(Excerpt provided):

--------------------

Baby showers usually have a prescribed schedule of events. There are generally no surprises. People arrive bearing appropriately wrapped (in nursery themed paper with ribbons or rattles attached) gifts, they mingle a bit, possibly have a glass of punch and a canape', may have a light lunch, the new mom - to - be opens gifts, holding them up or passing them around for all to see. They may pull a number for a door prize or a game may be played for which there is a prize for the winner. Opening of gifts continues until there are no more to open. Then there may be coffee and cake and good-byes. End of shower.
At the baby shower I attended on Sunday, a request was made to bring an unwrapped gift!!! The gifts were carefully displayed on a table. They were arranged at differing heights, so that all were visible in their wonderful nakedness. There was noshing and mingling and examination of gifts. The new mom was not relegated to a chair away from her guests. She was part of the noshing and mingling. There also was a not - so - light lunch.
In the background, guests are examining the baby gifts displayed on the table.
And the "game" for which there were no winners prizes was all laid out on another large table. It was more fun than any game I ever played at any other shower. There were piles of white blank onesies, tee shirts, and bibs, accompanied by containers of various colors of fabric markers. The guests personalized, with their own artwork, one or more of these for the new baby. It's a baby boy this couple are expecting so there were kites, trains, dress shirts with ties, turtles, and toy boats, etc. all hand painted and signed by the guests.

--------------------

(Extracted data):
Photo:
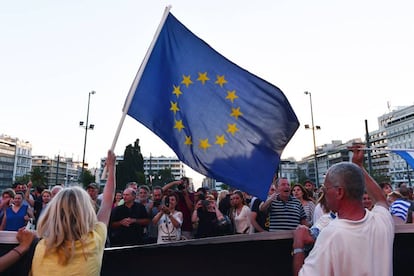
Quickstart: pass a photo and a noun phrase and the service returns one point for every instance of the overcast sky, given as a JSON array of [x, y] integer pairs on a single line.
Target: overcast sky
[[355, 57]]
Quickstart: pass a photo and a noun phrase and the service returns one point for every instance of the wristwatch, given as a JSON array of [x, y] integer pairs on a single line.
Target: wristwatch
[[297, 250]]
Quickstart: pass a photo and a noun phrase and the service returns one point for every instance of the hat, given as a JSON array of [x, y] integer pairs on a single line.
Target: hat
[[92, 186]]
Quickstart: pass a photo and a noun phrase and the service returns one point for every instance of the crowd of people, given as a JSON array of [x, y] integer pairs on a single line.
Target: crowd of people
[[74, 225]]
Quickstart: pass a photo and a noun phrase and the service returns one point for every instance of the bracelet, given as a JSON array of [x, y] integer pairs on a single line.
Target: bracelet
[[18, 252], [297, 250]]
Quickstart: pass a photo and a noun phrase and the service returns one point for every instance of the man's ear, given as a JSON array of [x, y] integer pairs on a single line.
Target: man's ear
[[340, 192]]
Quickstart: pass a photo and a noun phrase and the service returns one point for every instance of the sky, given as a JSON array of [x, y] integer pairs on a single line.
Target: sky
[[355, 57]]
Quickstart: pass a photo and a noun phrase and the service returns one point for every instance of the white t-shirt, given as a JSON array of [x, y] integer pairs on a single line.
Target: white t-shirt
[[346, 247], [166, 230]]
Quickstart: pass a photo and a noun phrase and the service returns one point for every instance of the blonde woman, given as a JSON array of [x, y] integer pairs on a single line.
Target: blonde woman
[[72, 235]]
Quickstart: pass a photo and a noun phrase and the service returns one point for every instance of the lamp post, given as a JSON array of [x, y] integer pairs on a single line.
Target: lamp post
[[86, 126], [313, 127]]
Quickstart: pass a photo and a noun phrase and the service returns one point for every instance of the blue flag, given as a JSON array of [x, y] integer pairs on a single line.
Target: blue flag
[[219, 119], [407, 155]]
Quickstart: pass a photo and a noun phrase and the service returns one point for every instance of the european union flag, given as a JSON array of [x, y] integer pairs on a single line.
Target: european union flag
[[219, 119]]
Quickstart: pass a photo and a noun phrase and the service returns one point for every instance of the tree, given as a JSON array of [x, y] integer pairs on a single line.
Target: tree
[[132, 167]]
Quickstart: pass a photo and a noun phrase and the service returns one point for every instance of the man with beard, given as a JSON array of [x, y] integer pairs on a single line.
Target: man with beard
[[285, 211]]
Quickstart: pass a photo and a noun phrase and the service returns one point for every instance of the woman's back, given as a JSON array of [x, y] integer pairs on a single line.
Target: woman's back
[[87, 259]]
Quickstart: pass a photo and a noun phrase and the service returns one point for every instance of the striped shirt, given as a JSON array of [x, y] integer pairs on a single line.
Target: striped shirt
[[285, 215], [399, 208]]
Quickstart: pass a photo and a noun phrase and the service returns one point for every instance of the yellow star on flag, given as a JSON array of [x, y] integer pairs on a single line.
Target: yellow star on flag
[[174, 107], [220, 80], [187, 80], [232, 128], [220, 140], [231, 95], [235, 112], [179, 125], [188, 140], [203, 77], [177, 91], [204, 144]]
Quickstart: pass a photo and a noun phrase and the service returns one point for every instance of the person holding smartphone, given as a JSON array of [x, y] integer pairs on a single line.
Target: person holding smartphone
[[168, 220]]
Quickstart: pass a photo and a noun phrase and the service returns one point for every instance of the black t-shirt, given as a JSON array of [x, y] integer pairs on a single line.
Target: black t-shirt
[[133, 234], [207, 223]]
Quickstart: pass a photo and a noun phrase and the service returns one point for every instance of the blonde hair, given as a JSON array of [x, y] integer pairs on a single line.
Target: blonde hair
[[69, 217]]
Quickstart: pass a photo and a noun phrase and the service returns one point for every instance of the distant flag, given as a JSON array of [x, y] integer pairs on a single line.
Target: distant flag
[[407, 155], [219, 119]]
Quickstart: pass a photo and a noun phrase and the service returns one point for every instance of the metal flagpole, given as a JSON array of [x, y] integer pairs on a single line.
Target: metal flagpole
[[136, 81]]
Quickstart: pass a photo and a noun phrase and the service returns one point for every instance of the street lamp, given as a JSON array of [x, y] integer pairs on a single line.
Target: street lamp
[[313, 127], [86, 126]]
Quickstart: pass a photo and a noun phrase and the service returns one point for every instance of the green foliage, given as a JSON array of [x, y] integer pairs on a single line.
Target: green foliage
[[130, 168]]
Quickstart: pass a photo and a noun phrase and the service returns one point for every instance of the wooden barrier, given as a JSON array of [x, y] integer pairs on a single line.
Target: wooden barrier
[[237, 255]]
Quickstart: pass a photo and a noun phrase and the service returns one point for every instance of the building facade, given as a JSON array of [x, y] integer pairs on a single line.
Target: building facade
[[398, 126], [58, 170], [15, 159], [152, 165]]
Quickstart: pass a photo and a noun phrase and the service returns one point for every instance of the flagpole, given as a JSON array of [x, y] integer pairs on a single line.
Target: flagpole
[[136, 81], [382, 149]]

--------------------

(Parts of the exercise):
a. Can you condense the baby shower account's paragraph that begins "Baby showers usually have a prescribed schedule" into a short bulleted list of its main points?
b. In the baby shower account, what were guests at the Sunday shower asked to bring?
c. In the baby shower account, restate word for word the passage from "Baby showers usually" up to and including "End of shower.".

(Exercise answers):
a.
- Baby showers usually follow a set schedule with no surprises.
- Guests arrive with gifts wrapped in nursery-themed paper, then mingle and perhaps have punch, a canapé, or a light lunch.
- The mom-to-be opens the gifts and shows them around until none are left.
- There may be a door prize drawing or a game with a prize for the winner.
- The shower ends with coffee, cake, and good-byes.

b. An unwrapped gift.

c.
Baby showers usually have a prescribed schedule of events. There are generally no surprises. People arrive bearing appropriately wrapped (in nursery themed paper with ribbons or rattles attached) gifts, they mingle a bit, possibly have a glass of punch and a canape', may have a light lunch, the new mom - to - be opens gifts, holding them up or passing them around for all to see. They may pull a number for a door prize or a game may be played for which there is a prize for the winner. Opening of gifts continues until there are no more to open. Then there may be coffee and cake and good-byes. End of shower.